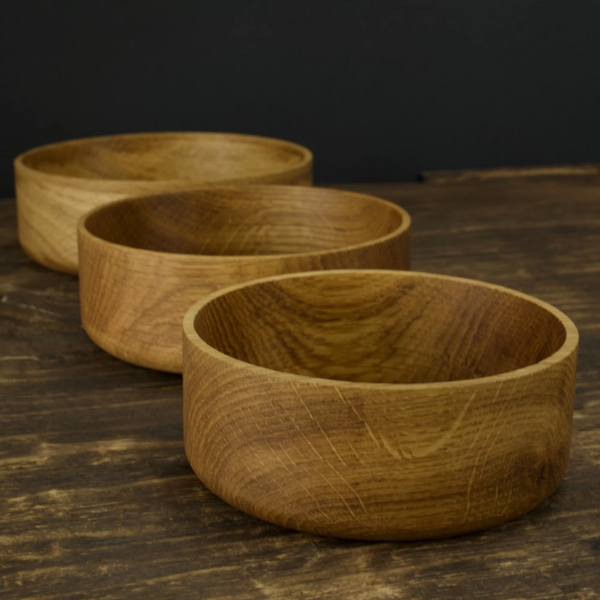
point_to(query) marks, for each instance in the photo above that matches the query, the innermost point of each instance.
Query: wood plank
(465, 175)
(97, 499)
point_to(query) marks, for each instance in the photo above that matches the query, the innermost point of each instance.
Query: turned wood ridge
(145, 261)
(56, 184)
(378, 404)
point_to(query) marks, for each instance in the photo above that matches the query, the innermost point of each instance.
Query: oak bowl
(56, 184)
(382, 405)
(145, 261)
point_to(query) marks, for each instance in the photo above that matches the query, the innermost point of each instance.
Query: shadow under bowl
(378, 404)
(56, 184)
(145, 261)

* * *

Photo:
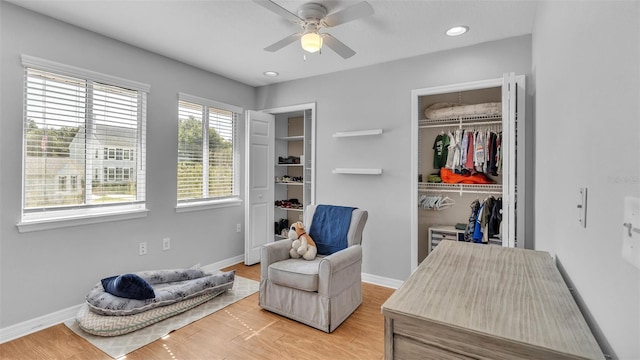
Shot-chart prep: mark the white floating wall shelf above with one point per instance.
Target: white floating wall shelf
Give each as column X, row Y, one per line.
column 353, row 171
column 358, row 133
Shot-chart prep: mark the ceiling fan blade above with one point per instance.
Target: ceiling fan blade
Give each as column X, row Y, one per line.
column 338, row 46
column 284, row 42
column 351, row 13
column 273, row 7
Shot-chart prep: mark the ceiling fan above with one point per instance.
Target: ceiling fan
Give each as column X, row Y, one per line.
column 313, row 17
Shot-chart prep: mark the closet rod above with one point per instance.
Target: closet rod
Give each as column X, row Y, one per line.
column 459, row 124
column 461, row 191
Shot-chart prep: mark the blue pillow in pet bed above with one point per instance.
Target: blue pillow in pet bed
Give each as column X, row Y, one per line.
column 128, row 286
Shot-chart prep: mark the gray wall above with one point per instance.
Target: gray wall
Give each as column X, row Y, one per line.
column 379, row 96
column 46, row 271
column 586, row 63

● **What you have to do**
Above are the records; from them, give again exactly the lines from the one containing "Shot-chart prep: mark the white" through the one containing "Target: ceiling fan blade", both included.

● **Answer to this task**
Shot-chart prep: mark the white floating wall shelf above with one point per instance.
Target: white floating wall shelf
Give each as column X, row Y, one per line.
column 353, row 171
column 358, row 133
Shot-chart prep: mark the ceiling fan blade above with one point per instance.
Target: ceiling fan blade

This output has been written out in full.